===== SECCIÓN DEL DOCUMENTO

Nous sommes tous Paris et la France

Jorge Zapata/EFE

Jorge Zapata/EFE

Por Manuel Peñalver Castillo

En francés y en español. En inglés y en alemán. En chino y en ruso. En cualquier lengua, todos somos París y Francia. La noche del viernes 13, el terrorismo yihadista, las balas asesinas de los «kalashnikov» y los explosivos de los cinturones de ocho fanáticos del Estado Islámico acababan con la vida de ciento treinta personas y herían a muchas más en unos atentados, donde la barbarie fue la violencia salvaje que enlutó la paz, la concordia y la alegría del otoño en la capital cultural del mundo. El estadio de Francia, el restaurante Le petit Cambodge, el bar Carillon, el bar La Bonne Bière y el restaurante La Belle Equipe fueron los lugares que los asesinos habían convertido en objetivo de sus maldita traición.

Pero fue en el Bataclan, el templo del rock, situado en el bulevar Voltaire, adonde dirigió las velocidades de la muerte, el miedo y el pánico el Volkswagen Polo, de color negro. Disparos, gritos y explosiones en la actuación del grupo Eagles of Death Metal. El tiempo de la tarde, hasta entonces esperanzado en el hermoso color del ocio y la diversión, se truncó y cambió el semblante. El mar en calma se agita, las ráfagas de las armas siegan las ilusiones y las sonrisas se hielan en la tragedia provocada por unos desalmados, sin más patria que el odio. El olor a muerte sale de las pistas de Bataclan como viento que, escondido y ciego, no sabía decir qué es lo que estaba pasando. Voces con funestos presagios, memoria hecha llanto, minutos que los criminales de Daesh (ISIS o EI) hacen inacabables en la otra orilla del destino.

La sinrazón sembró de cadáveres el sendero que la juventud había elegido para oír la música favorita: aquella que es sinónimo de libertad en la referencia universal de la igualdad y la fraternidad. El Sena llora y el llanto se hace pena en las aguas que, hasta ese momento, bajaban como metáforas de libros que habíamos comprado para no olvidarlos nunca, por haber sido París la sabiduría que perdura. Ni el sol ni la luna pueden brillar entre tanta sangre derramada. En esa noche rara ni siquiera acertamos a preguntarnos por qué el himno en que consisten las libertades fue tiroteado con tanta perversión y con tanta vileza. No encontramos la respuesta, porque no está escrita en ninguna página por diferente que sea.

Ni en la misma alcoba del silencio pueden hablar las palabras como tantas veces lo han hecho en la eterna presencia de la historia. Una copa de bourbon y un cigarrillo no pueden mitigar la pena en la letra cursiva de la mitología que escudriñamos buscando los orígenes de la literatura hasta convertir en inalcanzable la sinestesia del dolor. Un día tras otro, nos seguiremos despertando con los ojos llenos de lágrimas y pensaremos que el alba no es ya el paisaje del amanecer, sino la lluvia que empaña los cristales por los que veíamos la luz. Ni siquiera un gin tónic de Larios en su posición vertical enciende la llama de la esperanza como otras veces había ocurrido. Al bajar las escaleras, que conducen al andén, para coger el metro madrileño, miraremos de reojo para percatarnos de que, a nuestro alrededor, no hay ninguna bolsa sospechosa ni ningún AK-47, secretamente oculto. Los pensamientos y los hechos no deben parecerse; mas, de manera inconexa, el miedo nos rodea como oscuridad que hace borrosa la fotografía que se sumerge en la prosa destruida.

==========
===== CONJUNTO DE DATOS

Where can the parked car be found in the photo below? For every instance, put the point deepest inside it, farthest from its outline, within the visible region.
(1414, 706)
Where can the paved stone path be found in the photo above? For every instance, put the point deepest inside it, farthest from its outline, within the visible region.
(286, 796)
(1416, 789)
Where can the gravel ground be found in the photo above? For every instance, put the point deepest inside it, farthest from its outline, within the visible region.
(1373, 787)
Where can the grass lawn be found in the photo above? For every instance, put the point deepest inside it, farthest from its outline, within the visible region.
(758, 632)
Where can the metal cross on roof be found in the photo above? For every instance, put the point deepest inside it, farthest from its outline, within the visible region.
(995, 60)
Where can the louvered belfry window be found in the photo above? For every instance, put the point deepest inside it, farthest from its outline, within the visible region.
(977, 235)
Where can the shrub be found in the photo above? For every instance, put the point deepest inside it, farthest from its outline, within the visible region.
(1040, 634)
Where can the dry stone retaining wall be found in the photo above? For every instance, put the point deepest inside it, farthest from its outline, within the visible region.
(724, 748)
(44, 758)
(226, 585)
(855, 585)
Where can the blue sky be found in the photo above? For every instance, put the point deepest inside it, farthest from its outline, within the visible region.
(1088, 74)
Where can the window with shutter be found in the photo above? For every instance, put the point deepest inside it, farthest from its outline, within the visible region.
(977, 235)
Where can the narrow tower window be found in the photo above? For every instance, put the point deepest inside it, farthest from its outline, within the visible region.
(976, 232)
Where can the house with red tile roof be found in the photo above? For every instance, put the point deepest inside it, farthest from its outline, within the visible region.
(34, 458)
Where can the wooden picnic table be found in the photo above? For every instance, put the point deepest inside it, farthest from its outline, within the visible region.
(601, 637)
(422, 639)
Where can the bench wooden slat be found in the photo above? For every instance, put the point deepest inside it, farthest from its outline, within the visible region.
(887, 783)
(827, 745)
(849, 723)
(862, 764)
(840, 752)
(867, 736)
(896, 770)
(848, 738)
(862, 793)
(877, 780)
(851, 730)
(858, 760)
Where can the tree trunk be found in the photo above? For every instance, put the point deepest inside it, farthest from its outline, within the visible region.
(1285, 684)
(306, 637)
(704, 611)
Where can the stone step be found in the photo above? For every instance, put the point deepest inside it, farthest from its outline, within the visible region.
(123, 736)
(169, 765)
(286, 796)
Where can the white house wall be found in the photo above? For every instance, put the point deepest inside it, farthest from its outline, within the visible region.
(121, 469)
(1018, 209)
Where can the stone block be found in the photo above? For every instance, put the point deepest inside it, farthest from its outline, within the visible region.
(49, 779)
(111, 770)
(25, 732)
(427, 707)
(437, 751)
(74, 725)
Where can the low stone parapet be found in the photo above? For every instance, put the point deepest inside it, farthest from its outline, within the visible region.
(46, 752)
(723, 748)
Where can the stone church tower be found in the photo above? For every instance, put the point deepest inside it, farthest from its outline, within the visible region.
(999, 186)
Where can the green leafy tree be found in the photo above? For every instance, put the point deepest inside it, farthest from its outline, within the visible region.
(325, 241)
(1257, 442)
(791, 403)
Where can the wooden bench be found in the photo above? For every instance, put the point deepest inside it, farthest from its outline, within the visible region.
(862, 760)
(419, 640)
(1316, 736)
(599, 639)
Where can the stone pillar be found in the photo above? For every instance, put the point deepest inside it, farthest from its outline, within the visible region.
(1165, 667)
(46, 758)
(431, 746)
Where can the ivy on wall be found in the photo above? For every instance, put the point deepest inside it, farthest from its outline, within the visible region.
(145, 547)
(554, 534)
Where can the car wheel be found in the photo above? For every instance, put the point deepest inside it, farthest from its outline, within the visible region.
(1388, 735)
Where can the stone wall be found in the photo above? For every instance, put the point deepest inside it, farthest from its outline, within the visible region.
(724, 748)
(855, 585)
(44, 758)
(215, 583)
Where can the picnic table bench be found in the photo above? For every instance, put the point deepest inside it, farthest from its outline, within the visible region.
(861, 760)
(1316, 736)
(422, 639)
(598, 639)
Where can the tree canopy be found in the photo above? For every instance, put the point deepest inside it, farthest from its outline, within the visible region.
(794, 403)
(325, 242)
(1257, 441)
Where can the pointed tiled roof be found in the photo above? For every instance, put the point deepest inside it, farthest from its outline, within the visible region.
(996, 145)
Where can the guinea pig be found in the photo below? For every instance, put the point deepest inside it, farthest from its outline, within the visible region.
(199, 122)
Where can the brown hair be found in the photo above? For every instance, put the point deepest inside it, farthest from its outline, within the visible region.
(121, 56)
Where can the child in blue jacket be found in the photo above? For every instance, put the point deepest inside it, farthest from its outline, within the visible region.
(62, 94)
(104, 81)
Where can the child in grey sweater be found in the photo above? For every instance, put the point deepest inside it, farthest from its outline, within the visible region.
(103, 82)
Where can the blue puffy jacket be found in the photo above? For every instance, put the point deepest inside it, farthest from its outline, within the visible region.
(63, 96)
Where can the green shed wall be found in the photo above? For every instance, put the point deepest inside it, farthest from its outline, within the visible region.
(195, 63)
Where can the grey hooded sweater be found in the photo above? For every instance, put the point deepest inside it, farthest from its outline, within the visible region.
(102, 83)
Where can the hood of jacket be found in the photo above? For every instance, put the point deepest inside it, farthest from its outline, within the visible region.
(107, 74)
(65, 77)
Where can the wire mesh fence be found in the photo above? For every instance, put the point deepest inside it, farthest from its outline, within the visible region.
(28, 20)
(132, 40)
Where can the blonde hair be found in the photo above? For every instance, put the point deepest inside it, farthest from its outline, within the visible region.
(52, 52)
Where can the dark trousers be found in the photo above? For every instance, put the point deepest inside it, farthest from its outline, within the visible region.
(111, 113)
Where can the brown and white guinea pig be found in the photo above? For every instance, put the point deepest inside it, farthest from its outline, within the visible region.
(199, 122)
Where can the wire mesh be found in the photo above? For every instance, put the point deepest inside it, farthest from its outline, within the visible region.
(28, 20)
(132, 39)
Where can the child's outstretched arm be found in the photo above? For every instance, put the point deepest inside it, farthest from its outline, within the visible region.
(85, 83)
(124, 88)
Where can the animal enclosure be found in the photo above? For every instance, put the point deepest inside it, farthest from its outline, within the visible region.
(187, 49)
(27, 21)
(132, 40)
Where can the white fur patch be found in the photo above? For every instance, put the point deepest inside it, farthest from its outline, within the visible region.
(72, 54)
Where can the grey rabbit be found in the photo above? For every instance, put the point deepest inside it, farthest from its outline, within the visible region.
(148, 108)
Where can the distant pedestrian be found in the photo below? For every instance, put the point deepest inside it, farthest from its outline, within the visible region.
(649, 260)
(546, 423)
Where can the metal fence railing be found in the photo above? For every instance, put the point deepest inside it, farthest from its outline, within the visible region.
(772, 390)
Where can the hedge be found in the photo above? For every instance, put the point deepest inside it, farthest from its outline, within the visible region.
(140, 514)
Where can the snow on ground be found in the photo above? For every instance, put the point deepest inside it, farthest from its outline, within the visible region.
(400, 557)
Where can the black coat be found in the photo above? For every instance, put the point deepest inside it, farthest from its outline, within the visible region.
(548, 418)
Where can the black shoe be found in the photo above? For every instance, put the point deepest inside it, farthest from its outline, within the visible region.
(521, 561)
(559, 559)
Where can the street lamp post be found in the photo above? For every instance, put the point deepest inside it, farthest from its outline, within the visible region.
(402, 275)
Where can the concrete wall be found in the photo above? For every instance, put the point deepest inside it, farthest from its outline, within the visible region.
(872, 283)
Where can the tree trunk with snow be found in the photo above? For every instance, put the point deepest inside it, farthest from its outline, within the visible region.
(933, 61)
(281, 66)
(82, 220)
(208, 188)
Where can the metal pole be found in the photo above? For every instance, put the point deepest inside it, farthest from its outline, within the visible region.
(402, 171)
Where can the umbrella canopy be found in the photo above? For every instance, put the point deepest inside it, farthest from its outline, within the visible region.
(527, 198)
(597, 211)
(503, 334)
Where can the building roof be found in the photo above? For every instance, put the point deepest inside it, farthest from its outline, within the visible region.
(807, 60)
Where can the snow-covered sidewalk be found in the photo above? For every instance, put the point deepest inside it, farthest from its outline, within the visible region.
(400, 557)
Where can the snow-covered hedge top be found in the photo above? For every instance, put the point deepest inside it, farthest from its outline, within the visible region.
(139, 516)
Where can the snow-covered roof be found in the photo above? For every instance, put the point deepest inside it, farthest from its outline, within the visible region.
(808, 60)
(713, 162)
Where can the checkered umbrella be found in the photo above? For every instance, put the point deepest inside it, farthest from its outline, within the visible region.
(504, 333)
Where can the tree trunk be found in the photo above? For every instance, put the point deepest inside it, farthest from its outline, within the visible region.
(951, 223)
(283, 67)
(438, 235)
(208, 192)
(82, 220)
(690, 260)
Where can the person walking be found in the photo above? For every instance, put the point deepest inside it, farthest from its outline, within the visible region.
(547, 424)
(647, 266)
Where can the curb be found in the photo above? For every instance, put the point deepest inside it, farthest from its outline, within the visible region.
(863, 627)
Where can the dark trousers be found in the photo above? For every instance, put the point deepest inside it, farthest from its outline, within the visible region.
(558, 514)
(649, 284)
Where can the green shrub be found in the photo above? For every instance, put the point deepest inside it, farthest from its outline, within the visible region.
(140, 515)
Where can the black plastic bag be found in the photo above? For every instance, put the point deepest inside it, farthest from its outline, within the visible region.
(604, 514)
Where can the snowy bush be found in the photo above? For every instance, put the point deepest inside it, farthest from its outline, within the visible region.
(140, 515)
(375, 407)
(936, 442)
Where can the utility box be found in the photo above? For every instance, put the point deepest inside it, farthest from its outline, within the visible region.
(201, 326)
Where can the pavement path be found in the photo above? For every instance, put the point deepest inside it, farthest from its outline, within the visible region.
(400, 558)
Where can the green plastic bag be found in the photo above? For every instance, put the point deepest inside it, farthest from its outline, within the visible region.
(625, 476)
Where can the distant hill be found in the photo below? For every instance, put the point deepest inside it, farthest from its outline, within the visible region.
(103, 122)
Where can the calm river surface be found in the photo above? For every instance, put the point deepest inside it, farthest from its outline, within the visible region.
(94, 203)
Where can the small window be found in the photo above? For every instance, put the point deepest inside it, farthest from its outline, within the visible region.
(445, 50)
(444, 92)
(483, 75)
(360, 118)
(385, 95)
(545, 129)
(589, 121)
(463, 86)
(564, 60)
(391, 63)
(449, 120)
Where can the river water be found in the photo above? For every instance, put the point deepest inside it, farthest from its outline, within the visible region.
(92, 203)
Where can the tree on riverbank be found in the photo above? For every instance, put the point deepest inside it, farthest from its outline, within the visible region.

==========

TU TAREA: En el texto sobre los atentados de París, ¿en qué bulevar está situado el Bataclan?

TU RESPUESTA: En el bulevar Voltaire.